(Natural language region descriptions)
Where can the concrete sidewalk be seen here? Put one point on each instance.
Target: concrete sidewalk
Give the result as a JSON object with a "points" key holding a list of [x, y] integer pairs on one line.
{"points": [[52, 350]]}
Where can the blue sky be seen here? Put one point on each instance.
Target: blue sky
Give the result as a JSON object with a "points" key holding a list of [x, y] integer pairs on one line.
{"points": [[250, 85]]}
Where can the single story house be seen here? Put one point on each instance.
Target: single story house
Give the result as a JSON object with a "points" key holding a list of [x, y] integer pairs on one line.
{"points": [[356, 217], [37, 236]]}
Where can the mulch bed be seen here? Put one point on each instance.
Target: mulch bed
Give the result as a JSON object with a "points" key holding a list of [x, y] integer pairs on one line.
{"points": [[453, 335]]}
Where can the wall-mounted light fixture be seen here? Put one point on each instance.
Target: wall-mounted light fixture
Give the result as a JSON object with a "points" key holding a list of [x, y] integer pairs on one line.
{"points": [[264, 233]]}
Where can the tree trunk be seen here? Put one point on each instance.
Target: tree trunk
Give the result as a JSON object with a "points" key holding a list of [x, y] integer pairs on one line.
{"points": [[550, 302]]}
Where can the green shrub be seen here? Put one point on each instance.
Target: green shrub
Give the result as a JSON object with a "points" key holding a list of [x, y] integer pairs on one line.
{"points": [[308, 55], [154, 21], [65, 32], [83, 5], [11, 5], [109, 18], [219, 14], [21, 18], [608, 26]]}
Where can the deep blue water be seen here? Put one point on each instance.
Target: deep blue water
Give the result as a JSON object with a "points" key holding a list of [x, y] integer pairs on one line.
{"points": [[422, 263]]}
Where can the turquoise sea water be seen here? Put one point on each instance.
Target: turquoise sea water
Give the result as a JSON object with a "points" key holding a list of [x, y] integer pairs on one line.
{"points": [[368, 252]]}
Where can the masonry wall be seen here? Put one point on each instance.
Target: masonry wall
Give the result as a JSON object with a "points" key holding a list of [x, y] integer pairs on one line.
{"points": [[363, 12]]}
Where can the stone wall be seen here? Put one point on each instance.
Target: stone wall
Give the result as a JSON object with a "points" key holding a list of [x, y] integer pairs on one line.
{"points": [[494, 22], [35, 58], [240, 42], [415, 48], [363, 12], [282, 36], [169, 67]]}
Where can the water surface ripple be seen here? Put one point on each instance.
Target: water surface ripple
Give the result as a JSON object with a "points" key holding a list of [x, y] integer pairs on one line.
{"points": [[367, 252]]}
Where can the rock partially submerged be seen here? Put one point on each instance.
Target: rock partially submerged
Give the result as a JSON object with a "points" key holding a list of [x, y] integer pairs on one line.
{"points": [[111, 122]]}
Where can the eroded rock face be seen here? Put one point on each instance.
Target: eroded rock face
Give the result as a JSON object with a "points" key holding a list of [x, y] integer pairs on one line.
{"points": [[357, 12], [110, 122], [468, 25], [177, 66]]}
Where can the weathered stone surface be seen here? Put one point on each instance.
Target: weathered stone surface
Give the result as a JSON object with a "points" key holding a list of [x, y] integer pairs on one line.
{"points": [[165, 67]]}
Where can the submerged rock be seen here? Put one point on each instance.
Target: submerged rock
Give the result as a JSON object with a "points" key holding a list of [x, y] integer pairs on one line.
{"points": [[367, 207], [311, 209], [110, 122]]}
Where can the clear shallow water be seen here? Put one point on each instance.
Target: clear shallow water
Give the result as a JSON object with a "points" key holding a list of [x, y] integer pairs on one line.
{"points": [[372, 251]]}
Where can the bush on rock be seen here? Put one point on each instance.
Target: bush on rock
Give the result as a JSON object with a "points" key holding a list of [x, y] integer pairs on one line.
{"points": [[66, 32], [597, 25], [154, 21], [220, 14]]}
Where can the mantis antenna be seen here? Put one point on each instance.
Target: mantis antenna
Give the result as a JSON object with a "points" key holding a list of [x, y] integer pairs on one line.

--

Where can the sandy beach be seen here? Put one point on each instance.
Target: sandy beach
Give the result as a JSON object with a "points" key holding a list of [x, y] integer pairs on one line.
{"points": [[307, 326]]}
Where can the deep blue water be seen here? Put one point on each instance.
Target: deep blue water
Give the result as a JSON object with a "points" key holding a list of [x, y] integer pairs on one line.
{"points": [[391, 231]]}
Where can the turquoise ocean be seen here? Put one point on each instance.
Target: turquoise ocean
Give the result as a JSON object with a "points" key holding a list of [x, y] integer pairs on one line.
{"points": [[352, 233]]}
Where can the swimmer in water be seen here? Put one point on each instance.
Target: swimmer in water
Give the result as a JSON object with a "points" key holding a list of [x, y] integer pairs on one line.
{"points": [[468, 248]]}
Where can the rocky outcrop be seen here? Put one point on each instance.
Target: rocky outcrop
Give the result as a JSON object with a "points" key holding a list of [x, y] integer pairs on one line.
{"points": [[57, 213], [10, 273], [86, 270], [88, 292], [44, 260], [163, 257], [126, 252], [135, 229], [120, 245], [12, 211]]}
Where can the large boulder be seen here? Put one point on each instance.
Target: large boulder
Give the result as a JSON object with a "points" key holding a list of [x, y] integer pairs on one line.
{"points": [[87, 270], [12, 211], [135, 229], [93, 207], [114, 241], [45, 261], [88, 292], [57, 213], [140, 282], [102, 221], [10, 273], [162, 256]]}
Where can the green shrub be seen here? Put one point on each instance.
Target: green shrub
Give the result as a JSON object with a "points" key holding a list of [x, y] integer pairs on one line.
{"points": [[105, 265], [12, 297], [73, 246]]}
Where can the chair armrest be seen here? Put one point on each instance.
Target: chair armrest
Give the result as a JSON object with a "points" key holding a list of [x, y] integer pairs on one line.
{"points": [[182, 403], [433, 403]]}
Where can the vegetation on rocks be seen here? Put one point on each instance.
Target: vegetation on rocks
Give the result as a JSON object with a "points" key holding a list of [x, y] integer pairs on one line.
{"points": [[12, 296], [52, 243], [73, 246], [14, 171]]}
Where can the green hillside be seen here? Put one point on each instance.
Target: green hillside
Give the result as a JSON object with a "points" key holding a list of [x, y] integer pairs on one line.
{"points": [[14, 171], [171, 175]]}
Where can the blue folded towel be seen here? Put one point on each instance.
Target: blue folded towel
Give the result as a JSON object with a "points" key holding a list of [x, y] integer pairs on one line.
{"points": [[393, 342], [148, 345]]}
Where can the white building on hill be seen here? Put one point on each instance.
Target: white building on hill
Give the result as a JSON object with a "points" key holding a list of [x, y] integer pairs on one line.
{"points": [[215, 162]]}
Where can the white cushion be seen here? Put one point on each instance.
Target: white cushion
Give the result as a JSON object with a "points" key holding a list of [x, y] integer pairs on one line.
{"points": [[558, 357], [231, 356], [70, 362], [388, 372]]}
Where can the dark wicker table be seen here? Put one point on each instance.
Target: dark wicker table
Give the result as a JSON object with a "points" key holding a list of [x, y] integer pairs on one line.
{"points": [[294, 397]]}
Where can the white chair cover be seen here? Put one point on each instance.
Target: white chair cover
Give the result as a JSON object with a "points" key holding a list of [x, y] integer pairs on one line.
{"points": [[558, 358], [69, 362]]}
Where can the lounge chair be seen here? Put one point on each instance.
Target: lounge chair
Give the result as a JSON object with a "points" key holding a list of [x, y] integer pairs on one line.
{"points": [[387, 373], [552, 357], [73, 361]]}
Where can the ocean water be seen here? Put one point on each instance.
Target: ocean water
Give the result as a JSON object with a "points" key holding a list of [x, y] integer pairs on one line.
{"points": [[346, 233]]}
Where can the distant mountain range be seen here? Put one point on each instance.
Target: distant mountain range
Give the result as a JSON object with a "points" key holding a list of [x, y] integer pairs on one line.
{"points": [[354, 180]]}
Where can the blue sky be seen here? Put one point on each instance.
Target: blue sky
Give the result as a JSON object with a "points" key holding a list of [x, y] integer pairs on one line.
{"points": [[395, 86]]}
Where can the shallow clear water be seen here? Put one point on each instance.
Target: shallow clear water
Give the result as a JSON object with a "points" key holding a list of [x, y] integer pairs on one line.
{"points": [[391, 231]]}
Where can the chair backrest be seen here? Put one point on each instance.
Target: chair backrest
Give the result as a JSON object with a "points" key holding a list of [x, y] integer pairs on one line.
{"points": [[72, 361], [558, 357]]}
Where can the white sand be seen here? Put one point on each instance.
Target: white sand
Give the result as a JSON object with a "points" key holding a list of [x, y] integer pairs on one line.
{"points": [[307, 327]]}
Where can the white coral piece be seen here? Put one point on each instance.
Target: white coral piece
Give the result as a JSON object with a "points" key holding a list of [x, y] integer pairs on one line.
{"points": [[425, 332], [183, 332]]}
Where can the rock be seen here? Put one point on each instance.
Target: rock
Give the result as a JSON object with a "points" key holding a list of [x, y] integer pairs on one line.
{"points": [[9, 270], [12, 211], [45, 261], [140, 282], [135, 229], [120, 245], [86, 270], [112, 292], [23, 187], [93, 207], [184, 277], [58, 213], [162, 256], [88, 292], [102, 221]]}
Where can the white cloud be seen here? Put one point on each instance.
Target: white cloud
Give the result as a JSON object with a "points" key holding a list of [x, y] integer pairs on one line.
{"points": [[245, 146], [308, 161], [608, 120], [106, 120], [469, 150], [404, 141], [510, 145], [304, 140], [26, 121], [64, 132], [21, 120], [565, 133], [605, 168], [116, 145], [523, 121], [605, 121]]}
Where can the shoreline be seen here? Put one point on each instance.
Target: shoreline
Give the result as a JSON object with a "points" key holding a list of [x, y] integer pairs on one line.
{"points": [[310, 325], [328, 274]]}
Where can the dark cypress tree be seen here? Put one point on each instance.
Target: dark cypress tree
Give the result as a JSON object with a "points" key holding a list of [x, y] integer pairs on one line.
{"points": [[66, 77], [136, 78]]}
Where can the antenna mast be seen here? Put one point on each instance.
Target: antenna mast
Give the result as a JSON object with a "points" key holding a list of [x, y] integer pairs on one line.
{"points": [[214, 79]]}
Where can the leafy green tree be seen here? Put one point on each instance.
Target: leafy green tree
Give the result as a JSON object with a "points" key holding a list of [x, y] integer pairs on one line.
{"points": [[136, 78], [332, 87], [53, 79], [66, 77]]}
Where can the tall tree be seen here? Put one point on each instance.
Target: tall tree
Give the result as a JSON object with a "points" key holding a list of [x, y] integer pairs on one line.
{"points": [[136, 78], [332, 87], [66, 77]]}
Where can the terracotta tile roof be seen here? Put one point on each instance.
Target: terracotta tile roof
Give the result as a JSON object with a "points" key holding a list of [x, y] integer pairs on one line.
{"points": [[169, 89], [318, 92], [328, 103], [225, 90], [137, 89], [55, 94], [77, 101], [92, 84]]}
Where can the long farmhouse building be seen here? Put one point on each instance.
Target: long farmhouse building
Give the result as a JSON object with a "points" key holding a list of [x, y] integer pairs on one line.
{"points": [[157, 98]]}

==

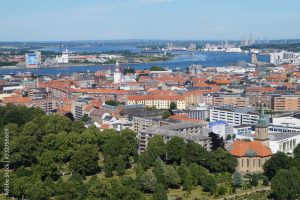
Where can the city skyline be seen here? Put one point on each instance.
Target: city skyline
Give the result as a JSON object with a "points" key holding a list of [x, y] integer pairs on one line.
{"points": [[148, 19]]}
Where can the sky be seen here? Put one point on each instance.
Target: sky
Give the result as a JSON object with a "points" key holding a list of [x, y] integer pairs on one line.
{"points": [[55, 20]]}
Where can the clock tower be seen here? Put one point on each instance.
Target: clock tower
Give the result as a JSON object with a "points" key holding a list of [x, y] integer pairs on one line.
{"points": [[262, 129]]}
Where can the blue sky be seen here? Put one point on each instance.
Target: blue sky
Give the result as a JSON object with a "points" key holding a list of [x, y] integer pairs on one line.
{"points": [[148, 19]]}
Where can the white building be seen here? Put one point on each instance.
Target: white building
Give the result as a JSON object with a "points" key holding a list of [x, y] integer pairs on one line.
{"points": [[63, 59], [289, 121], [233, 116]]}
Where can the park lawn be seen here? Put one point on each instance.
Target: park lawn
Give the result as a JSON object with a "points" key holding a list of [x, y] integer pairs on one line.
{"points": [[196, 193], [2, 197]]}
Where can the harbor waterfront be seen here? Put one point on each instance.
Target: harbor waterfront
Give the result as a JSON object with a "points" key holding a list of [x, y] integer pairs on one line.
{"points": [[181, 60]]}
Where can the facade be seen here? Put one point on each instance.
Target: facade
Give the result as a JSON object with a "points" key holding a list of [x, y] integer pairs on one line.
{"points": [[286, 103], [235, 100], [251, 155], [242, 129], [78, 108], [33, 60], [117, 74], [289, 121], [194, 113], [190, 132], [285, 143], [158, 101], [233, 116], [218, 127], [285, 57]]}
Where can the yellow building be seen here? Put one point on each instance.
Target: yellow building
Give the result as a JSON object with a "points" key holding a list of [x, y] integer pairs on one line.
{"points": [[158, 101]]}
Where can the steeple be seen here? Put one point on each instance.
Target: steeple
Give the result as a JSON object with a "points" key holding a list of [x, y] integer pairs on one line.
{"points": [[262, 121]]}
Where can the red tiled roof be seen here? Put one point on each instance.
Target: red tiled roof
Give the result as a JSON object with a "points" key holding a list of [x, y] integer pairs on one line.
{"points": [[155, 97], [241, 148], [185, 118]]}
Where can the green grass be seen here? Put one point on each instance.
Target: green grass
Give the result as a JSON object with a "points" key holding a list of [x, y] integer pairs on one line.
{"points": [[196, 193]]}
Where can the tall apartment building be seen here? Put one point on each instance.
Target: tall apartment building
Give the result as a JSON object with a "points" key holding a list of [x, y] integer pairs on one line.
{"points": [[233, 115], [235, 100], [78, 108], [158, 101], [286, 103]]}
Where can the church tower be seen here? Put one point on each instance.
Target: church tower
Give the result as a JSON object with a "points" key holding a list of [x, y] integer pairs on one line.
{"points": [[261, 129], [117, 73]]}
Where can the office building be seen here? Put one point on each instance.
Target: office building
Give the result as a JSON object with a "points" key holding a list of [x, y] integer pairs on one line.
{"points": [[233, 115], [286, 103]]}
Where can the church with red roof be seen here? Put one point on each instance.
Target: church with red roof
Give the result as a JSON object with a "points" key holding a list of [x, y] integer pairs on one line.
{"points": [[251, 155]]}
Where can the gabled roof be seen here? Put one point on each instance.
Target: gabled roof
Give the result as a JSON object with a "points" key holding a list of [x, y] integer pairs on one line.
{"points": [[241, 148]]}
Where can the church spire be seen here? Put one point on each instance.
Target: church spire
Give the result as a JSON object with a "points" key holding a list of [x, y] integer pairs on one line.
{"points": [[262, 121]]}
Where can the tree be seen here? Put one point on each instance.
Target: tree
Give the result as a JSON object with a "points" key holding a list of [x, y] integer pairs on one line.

■ **WHAT IS BEING ASKED**
Every line of the records that includes the word "steeple" should be gathered.

■ **RESPONSE TO THE EXERCISE**
Where can the steeple be seen here? Put one point on each instance.
Target: steeple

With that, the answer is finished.